--- What is expected ---
The result should be the line with "If you could mark the sharp" followed by every remaining line of the entries, each reproduced exactly, with nothing else.

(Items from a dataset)

════════════════

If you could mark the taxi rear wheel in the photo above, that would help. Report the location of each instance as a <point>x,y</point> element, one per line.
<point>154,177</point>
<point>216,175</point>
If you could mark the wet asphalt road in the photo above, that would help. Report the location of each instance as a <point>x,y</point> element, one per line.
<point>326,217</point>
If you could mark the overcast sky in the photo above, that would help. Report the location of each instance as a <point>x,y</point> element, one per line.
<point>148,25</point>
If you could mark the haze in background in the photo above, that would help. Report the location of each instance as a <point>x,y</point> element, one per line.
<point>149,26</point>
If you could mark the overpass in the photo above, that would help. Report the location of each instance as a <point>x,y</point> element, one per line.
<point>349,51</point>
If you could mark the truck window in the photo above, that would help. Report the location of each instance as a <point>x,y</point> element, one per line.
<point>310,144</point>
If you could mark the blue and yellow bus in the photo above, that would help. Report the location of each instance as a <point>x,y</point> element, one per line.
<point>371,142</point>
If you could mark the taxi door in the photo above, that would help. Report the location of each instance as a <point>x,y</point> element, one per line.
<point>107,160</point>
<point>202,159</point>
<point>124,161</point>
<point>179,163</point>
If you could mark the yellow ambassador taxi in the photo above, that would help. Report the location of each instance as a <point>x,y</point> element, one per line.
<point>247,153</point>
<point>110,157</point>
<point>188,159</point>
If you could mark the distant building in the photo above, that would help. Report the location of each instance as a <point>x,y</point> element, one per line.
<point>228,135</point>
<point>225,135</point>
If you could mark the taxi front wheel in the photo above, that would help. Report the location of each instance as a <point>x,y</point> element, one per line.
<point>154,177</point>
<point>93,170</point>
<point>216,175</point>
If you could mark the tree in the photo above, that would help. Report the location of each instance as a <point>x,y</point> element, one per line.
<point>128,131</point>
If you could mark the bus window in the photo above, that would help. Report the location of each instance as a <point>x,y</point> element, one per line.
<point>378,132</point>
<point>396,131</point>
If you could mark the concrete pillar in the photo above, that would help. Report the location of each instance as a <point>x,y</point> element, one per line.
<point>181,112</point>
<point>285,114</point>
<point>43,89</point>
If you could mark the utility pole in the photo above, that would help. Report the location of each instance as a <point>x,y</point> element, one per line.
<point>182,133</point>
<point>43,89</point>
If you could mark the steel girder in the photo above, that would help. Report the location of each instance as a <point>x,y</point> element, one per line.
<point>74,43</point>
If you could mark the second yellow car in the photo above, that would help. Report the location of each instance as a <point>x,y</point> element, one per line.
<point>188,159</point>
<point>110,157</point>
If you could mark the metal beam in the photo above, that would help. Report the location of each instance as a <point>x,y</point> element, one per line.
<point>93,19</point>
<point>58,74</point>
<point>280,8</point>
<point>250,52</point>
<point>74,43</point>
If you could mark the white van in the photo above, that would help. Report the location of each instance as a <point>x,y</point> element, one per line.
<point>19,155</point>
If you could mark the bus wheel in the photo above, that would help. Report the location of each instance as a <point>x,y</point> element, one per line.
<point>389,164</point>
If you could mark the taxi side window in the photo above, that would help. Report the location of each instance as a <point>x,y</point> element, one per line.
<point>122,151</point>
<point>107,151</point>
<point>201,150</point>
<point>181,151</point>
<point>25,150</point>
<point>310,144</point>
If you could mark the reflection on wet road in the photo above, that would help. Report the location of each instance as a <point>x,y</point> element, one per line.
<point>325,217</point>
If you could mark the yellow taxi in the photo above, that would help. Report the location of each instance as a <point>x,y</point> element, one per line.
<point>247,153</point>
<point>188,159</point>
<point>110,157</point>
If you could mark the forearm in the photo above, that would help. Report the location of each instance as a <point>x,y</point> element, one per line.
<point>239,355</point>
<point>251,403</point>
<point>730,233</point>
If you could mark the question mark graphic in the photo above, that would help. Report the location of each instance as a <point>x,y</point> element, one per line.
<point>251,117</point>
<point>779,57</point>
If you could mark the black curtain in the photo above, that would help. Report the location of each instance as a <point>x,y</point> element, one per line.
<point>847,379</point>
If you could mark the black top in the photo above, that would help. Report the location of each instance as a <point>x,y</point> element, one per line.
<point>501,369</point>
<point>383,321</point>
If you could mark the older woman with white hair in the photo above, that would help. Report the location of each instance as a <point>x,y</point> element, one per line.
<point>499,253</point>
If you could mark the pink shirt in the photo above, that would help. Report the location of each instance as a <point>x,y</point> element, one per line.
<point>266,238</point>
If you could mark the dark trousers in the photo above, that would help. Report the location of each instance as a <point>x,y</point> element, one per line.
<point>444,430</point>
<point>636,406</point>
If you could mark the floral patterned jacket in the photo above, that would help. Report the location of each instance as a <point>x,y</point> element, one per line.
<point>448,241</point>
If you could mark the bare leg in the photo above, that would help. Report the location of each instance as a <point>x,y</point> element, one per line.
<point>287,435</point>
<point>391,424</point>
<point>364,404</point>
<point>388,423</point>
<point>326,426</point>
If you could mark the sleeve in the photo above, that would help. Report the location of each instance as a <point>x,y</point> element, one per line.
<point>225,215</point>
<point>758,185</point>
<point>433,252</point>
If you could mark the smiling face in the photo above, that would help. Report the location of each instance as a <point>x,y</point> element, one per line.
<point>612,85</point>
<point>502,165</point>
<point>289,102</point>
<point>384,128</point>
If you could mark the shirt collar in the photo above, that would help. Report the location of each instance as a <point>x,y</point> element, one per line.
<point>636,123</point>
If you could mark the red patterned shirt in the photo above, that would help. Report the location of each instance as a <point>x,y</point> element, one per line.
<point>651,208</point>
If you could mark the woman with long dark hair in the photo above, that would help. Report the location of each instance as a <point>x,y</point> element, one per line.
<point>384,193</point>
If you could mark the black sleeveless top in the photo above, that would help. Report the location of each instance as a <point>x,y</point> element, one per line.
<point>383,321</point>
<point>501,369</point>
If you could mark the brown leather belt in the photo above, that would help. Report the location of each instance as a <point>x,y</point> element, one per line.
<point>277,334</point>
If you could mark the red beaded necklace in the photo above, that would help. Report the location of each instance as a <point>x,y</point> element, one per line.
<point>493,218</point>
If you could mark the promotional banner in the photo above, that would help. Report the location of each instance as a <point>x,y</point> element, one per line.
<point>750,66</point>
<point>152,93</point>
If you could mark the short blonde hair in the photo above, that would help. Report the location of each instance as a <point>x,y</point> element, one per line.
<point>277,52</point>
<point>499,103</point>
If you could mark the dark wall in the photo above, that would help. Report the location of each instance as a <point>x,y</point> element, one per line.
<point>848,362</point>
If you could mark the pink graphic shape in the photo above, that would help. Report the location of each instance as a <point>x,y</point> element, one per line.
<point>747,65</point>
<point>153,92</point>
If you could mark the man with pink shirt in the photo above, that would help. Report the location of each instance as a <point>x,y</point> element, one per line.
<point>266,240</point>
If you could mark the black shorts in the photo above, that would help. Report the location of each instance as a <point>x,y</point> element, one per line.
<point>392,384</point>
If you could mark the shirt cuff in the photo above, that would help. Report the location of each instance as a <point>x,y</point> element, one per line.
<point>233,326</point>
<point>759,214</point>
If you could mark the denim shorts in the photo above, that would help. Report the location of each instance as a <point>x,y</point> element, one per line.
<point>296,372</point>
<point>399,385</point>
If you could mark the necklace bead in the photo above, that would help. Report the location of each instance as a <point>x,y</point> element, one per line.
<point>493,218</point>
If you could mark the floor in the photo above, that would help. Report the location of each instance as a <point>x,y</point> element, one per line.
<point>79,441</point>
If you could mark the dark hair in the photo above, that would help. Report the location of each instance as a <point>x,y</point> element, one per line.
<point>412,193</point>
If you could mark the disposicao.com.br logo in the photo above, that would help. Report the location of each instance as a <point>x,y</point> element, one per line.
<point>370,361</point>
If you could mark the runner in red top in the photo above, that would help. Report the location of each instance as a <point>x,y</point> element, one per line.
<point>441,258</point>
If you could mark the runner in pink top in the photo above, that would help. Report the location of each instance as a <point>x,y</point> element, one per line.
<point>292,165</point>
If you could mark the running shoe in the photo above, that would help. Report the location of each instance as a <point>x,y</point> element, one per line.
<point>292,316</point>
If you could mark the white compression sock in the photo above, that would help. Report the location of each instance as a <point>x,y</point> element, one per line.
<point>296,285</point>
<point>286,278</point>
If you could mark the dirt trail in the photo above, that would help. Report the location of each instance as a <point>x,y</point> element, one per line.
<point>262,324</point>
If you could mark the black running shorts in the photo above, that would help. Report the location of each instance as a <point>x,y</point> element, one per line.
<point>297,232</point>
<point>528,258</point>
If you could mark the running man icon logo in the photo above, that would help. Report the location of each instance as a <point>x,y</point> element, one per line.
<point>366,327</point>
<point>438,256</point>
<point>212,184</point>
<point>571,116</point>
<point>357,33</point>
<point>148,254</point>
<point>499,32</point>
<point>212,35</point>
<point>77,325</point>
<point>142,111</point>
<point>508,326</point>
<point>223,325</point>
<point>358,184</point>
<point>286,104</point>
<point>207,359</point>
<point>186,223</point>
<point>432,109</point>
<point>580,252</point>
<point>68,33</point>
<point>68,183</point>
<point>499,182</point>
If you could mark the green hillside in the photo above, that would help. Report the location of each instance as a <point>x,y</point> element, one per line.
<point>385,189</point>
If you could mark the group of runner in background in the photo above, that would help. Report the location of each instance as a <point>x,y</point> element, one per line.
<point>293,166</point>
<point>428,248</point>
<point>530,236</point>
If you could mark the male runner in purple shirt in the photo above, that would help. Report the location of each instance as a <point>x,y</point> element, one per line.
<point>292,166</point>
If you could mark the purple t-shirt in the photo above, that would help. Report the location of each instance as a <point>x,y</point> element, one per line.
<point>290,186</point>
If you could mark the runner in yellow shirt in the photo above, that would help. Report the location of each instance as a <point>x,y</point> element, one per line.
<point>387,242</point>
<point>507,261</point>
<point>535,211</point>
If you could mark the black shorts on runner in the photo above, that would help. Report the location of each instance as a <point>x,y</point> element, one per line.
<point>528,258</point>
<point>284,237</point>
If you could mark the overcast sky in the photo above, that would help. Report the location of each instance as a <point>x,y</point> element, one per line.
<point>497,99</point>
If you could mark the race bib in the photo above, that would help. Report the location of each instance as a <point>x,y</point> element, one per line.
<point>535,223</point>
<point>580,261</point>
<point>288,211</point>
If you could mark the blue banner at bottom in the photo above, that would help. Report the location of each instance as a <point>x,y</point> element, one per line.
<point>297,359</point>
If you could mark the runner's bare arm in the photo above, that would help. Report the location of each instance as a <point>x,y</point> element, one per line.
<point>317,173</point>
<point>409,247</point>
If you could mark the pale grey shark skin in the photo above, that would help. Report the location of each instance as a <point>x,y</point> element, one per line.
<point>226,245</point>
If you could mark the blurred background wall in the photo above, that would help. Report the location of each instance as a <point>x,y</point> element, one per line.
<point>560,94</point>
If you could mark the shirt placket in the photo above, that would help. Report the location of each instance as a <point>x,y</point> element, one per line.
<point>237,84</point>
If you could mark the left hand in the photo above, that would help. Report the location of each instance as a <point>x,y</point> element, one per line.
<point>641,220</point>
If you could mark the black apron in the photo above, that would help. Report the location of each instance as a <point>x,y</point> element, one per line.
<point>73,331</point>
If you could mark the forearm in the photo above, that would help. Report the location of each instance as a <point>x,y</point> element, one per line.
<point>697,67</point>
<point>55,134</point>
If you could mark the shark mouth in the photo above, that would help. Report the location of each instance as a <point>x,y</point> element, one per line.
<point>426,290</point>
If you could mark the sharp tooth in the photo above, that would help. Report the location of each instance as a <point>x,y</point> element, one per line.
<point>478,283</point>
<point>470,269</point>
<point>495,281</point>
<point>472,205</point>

════════════════

--- Task answer ---
If you could mark the sharp tooth in the photo above, that would help. Report the location of each instance as a <point>x,y</point> element, one per line.
<point>478,283</point>
<point>470,269</point>
<point>495,281</point>
<point>472,205</point>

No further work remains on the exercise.